> **What the task requires**: Transcribe the entries below without alteration.
------------------------------------------------------------
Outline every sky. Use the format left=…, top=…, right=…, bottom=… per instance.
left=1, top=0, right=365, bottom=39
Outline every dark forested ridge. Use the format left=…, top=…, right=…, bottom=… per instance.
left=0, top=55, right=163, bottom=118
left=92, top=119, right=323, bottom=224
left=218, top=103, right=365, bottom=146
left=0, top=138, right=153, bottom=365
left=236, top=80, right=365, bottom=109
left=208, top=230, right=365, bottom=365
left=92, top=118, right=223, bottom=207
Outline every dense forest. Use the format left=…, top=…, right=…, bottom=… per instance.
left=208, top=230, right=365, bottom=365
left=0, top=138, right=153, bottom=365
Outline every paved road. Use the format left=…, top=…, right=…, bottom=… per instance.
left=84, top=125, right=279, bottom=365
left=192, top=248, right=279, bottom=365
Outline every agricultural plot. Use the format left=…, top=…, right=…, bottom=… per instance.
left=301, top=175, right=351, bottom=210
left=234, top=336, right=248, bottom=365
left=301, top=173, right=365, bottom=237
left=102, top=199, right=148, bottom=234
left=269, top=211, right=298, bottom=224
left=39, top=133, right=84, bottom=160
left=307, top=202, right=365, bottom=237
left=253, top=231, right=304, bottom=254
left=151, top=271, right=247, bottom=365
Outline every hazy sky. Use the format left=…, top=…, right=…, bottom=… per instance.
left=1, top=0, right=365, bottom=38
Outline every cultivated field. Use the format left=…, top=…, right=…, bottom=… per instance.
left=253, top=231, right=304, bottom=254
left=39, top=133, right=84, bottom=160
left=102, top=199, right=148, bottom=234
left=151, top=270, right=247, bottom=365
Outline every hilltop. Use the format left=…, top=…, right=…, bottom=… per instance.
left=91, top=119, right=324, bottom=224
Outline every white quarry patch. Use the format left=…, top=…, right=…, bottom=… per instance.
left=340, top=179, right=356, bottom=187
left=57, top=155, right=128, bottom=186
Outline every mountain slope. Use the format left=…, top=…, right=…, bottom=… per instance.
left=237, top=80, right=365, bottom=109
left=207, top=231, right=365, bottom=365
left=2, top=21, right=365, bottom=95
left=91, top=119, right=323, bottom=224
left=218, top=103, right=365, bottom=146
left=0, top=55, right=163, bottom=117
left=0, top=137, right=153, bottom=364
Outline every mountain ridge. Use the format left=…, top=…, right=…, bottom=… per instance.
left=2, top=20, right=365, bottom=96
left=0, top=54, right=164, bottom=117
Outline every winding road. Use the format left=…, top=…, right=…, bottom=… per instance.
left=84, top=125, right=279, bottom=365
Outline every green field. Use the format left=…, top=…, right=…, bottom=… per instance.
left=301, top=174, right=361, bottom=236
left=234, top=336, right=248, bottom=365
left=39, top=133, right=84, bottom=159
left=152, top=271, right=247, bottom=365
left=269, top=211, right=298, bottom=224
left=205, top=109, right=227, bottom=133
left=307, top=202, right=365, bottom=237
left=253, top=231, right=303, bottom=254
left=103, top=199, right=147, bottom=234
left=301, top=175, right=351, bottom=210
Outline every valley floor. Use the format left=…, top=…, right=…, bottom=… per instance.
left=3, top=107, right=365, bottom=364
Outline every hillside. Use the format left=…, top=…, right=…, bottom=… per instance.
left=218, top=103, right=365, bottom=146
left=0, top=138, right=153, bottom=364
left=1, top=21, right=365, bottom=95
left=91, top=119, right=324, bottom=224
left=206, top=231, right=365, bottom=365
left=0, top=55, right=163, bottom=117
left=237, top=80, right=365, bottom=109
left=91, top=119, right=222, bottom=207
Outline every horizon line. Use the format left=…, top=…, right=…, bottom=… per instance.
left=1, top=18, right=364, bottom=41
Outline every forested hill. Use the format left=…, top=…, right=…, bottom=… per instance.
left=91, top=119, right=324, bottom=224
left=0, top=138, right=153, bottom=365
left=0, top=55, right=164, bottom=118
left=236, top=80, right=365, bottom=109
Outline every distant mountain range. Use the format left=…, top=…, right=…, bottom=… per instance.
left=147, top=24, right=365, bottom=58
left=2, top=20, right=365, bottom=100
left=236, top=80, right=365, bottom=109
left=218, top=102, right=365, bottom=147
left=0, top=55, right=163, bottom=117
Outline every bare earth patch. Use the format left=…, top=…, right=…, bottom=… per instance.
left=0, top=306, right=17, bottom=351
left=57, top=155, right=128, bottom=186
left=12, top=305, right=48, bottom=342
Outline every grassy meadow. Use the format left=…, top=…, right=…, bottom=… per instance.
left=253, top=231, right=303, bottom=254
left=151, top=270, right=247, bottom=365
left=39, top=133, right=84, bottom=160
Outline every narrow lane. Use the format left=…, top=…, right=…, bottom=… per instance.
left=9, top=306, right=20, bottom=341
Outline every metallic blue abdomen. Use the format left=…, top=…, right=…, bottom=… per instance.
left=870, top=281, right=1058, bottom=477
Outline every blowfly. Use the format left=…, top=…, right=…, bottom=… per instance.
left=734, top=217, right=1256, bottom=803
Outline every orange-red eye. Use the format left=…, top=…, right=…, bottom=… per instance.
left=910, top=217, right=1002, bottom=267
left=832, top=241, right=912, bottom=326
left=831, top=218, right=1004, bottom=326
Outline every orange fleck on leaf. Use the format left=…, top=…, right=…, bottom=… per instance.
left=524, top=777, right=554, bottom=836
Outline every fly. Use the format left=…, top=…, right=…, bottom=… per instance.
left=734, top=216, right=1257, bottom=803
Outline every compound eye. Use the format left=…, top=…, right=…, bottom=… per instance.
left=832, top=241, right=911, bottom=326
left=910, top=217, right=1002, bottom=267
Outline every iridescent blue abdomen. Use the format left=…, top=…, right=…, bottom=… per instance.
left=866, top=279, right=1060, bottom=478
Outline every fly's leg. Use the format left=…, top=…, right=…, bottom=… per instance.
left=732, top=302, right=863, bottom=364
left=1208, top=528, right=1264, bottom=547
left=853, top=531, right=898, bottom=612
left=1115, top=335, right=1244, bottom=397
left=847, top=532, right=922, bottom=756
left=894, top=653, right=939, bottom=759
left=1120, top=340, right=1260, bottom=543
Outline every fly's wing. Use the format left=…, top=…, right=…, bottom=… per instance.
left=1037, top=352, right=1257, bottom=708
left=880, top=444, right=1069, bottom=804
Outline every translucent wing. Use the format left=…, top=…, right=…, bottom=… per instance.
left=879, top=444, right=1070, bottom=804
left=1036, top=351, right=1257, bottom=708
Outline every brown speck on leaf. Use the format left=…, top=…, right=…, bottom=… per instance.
------------------------------------------------------------
> **Worked solution**:
Outline every sky. Use the format left=…, top=…, right=…, bottom=… per instance.
left=1, top=0, right=365, bottom=39
Outline every dark forested ridge. Use the format left=…, top=…, right=…, bottom=… per instance.
left=0, top=55, right=163, bottom=118
left=92, top=119, right=323, bottom=224
left=218, top=103, right=365, bottom=146
left=0, top=138, right=153, bottom=365
left=236, top=80, right=365, bottom=109
left=208, top=230, right=365, bottom=365
left=92, top=118, right=223, bottom=207
Outline every dense forest. Use the format left=…, top=…, right=…, bottom=… per instance.
left=208, top=230, right=365, bottom=365
left=0, top=138, right=153, bottom=365
Outline every paved road. Use the format left=…, top=…, right=…, bottom=… per instance.
left=84, top=125, right=279, bottom=365
left=192, top=248, right=279, bottom=365
Outline every agricultural plot. Use the format left=…, top=…, right=…, bottom=… per instance.
left=301, top=175, right=351, bottom=210
left=234, top=336, right=248, bottom=365
left=301, top=173, right=365, bottom=237
left=102, top=199, right=148, bottom=234
left=269, top=211, right=298, bottom=224
left=39, top=133, right=84, bottom=160
left=307, top=202, right=365, bottom=237
left=253, top=231, right=304, bottom=254
left=151, top=271, right=247, bottom=365
Outline every hazy sky. Use the format left=…, top=…, right=…, bottom=… per instance.
left=1, top=0, right=365, bottom=38
Outline every cultivated field. Use the format left=…, top=…, right=…, bottom=… per instance.
left=253, top=231, right=304, bottom=254
left=39, top=133, right=84, bottom=160
left=102, top=199, right=148, bottom=234
left=151, top=270, right=247, bottom=365
Outline every hilltop. Use the format left=…, top=…, right=…, bottom=… per instance.
left=91, top=119, right=324, bottom=224
Outline every white quarry patch. Use the format left=…, top=…, right=…, bottom=… per instance.
left=340, top=179, right=356, bottom=187
left=57, top=155, right=128, bottom=186
Outline every mountain slope. Use the format left=…, top=…, right=…, bottom=… per instance.
left=237, top=80, right=365, bottom=109
left=207, top=231, right=365, bottom=365
left=2, top=21, right=365, bottom=95
left=91, top=119, right=323, bottom=224
left=218, top=103, right=365, bottom=146
left=0, top=55, right=163, bottom=117
left=0, top=137, right=153, bottom=364
Outline every mountain ridge. Use the format left=…, top=…, right=…, bottom=… per instance.
left=2, top=20, right=365, bottom=96
left=0, top=54, right=164, bottom=117
Outline every winding road. Use the format left=…, top=…, right=…, bottom=… per instance.
left=84, top=125, right=279, bottom=365
Outline every green field. Use the format left=…, top=…, right=…, bottom=… per instance.
left=301, top=174, right=361, bottom=236
left=234, top=336, right=248, bottom=365
left=39, top=133, right=84, bottom=159
left=152, top=271, right=247, bottom=365
left=269, top=211, right=298, bottom=224
left=205, top=109, right=227, bottom=133
left=307, top=202, right=365, bottom=237
left=253, top=231, right=303, bottom=254
left=103, top=199, right=147, bottom=234
left=301, top=175, right=351, bottom=210
Outline every valley floor. Use the format left=…, top=…, right=…, bottom=… per instance.
left=3, top=107, right=365, bottom=364
Outline every hillside. Use the format left=…, top=…, right=…, bottom=… per instance.
left=218, top=103, right=365, bottom=146
left=0, top=138, right=153, bottom=364
left=1, top=21, right=365, bottom=95
left=91, top=119, right=324, bottom=224
left=206, top=231, right=365, bottom=365
left=0, top=55, right=163, bottom=117
left=237, top=80, right=365, bottom=109
left=91, top=119, right=222, bottom=207
Outline every horizon line. Use the format left=…, top=…, right=…, bottom=… per instance.
left=1, top=18, right=364, bottom=41
Outline every forested hill. Use the format left=…, top=…, right=…, bottom=… per instance.
left=91, top=119, right=324, bottom=224
left=0, top=138, right=153, bottom=365
left=0, top=55, right=164, bottom=118
left=236, top=80, right=365, bottom=109
Outline every distant mountain range. Use the format left=…, top=…, right=…, bottom=… per instance.
left=147, top=24, right=365, bottom=58
left=2, top=20, right=365, bottom=100
left=236, top=80, right=365, bottom=109
left=218, top=102, right=365, bottom=147
left=0, top=55, right=163, bottom=117
Outline every bare earth patch. Use the format left=…, top=…, right=…, bottom=… per instance.
left=0, top=306, right=17, bottom=351
left=57, top=155, right=128, bottom=186
left=12, top=305, right=48, bottom=342
Outline every grassy meadow. Use the format left=…, top=…, right=…, bottom=… per instance.
left=253, top=231, right=303, bottom=254
left=151, top=270, right=247, bottom=365
left=39, top=133, right=84, bottom=160
Outline every narrow lane. Use the format left=…, top=…, right=…, bottom=… per instance.
left=9, top=306, right=20, bottom=341
Outline every metallic blue abdomen. Use the format left=…, top=…, right=…, bottom=… per instance.
left=870, top=281, right=1058, bottom=477
Outline every blowfly. Use the format left=…, top=…, right=…, bottom=… per instance.
left=734, top=217, right=1256, bottom=803
Outline every orange-red eye. Use the format left=…, top=…, right=…, bottom=… per instance.
left=910, top=217, right=1002, bottom=267
left=832, top=241, right=912, bottom=326
left=831, top=218, right=1004, bottom=326
Outline every orange fleck on leaf. Use the format left=…, top=…, right=…, bottom=… per instance.
left=524, top=777, right=554, bottom=836
Outline every fly. Use the format left=…, top=…, right=…, bottom=… per instance.
left=734, top=216, right=1257, bottom=803
Outline every compound eye. Use the format left=…, top=…, right=…, bottom=… per instance.
left=832, top=241, right=911, bottom=326
left=910, top=217, right=1002, bottom=267
Outline every iridescent blue abdomen. Use the format left=…, top=…, right=…, bottom=… per instance.
left=866, top=279, right=1060, bottom=478
Outline every fly's leg. Use the format left=…, top=…, right=…, bottom=… per instance.
left=732, top=302, right=863, bottom=364
left=1208, top=528, right=1264, bottom=547
left=853, top=531, right=898, bottom=612
left=1115, top=335, right=1244, bottom=397
left=847, top=532, right=922, bottom=756
left=894, top=653, right=939, bottom=759
left=1120, top=340, right=1260, bottom=543
Outline every fly's wing. Use the format left=…, top=…, right=…, bottom=… per instance.
left=1037, top=352, right=1257, bottom=708
left=880, top=444, right=1069, bottom=804
Outline every translucent wing. Use the format left=…, top=…, right=…, bottom=… per instance.
left=879, top=444, right=1070, bottom=804
left=1036, top=351, right=1257, bottom=708
Outline every brown speck on leaf. Use the format left=…, top=…, right=…, bottom=… per instance.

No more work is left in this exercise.